─── SOURCE PASSAGE

But now there is another crucial period. Can he remain extraverted and happily adjusted to society without exploiting his social gifts for self-indulgence and self-aggrandizement? Just as the extreme of introversion holds subtle dangers to the self-exalting tendencies of the solitary ego, so the extreme of extraversion holds subtle dangers to the self-gratifying tendencies of the socially competent ego. And so in Life 26 our subject becomes arrogant and sensual, and we discover in him selfish conduct born of his complacent social competence and self-assurance.
Once selfishness acts, however, karma comes into play. So in Life 27 or 28 we find him, a richly endowed personality, but constructed by early life circumstances into introvertive and very possibly neurotic tendencies such that he is forced to think in social terms once again, and act upon more spiritual bases, if he is to survive as a personality.
Again a struggle for balance ensues. And thus we discover that Hegel’s classic thesis, antithesis, and synthesis may be more than a hypothetical pattern of movement in historical events; it may also represent the pattern of movement in the growth of the soul. It would seem, then, that the general areas of temperamental outlook called introversion and extraversion, or expansiveness and contractiveness, actually exist as conditions of the soul; they represent a true intuition on the part of Jung and Overstreet respectively, and are two fundamental and polar-opposite attitudes of the psyche. But they exist, not as pigeonholes in a desk, into which the names of all the people in the world can be consigned, but more in the nature of tourist-camp hostels, in which at one time or another, all travelers encamp.

──────

**EXERCISE SET**
1/ Print the passage on introversion and extraversion word for word, starting with "Once selfishness acts, however, karma" and going on through "as a personality.".
2/ In the passage on introversion and extraversion, what does the subject become in Life 26?
Answer from the passage on introversion and extraversion alone.

─── STORED DATA

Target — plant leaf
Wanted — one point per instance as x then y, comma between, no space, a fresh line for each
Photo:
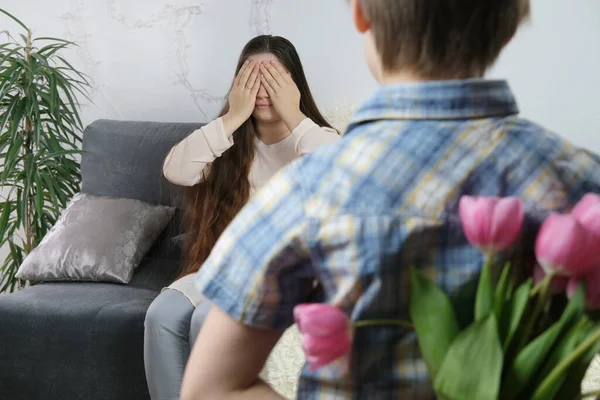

──────

**RESULTS FOR THE EXERCISE**
1/
Once selfishness acts, however, karma comes into play. So in Life 27 or 28 we find him, a richly endowed personality, but constructed by early life circumstances into introvertive and very possibly neurotic tendencies such that he is forced to think in social terms once again, and act upon more spiritual bases, if he is to survive as a personality.

2/ Arrogant and sensual.